=== EXERCISE GOAL ===
Copy the records verbatim, starting at the line with "of the wood" and continuing through the line with "column 107, row 108", both lines included.

----- DATA SHOWN -----

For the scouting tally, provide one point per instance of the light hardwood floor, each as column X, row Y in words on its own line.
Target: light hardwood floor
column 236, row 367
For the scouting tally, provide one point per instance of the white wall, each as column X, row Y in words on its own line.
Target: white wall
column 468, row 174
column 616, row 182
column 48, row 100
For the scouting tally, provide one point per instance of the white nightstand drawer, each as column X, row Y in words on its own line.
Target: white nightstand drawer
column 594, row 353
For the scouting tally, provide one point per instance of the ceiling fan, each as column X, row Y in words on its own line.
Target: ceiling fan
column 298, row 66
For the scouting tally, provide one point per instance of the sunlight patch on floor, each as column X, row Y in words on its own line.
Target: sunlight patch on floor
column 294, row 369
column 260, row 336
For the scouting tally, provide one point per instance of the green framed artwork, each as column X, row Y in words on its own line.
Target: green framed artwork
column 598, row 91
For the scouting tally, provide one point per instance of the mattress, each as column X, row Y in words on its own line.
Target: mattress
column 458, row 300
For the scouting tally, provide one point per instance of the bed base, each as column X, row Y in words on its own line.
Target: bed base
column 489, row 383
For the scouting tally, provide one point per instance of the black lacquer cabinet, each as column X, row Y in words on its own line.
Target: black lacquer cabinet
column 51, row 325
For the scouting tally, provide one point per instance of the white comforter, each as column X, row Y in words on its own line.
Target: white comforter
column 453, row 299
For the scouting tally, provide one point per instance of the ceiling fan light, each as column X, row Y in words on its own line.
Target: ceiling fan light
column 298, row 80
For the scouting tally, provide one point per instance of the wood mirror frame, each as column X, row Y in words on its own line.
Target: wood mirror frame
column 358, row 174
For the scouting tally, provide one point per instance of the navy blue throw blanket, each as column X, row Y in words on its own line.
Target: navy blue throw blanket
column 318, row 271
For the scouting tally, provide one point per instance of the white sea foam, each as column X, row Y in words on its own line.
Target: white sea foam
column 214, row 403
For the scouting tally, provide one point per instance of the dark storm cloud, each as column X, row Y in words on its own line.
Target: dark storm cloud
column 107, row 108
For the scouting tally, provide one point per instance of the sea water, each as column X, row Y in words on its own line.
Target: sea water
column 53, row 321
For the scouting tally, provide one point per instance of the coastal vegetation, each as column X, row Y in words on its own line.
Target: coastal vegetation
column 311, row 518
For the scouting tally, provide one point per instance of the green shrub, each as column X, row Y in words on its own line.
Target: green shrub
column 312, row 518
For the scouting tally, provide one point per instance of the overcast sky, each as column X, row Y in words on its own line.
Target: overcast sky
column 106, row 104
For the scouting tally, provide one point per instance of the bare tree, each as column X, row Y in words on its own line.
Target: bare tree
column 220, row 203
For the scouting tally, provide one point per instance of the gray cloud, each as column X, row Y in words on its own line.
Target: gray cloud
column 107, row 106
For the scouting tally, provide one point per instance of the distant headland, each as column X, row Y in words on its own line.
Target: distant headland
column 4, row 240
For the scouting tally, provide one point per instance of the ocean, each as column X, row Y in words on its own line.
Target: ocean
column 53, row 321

-----

=== EXPECTED ANSWER ===
For the scouting tally, provide one point per instance of the wood mirror frame, each as column X, row Y in words on its own line.
Target: wood mirror frame
column 358, row 174
For the scouting tally, provide one point per instance of the navy blue throw blanket, each as column X, row Y in words on its own line.
Target: navy blue throw blanket
column 318, row 271
For the scouting tally, provide one point per instance of the white sea foam, each as column X, row Y in words on its own line.
Target: white sea foam
column 214, row 403
For the scouting tally, provide one point per instance of the dark storm cloud, each as column X, row Y in words on its own line.
Target: dark storm cloud
column 107, row 108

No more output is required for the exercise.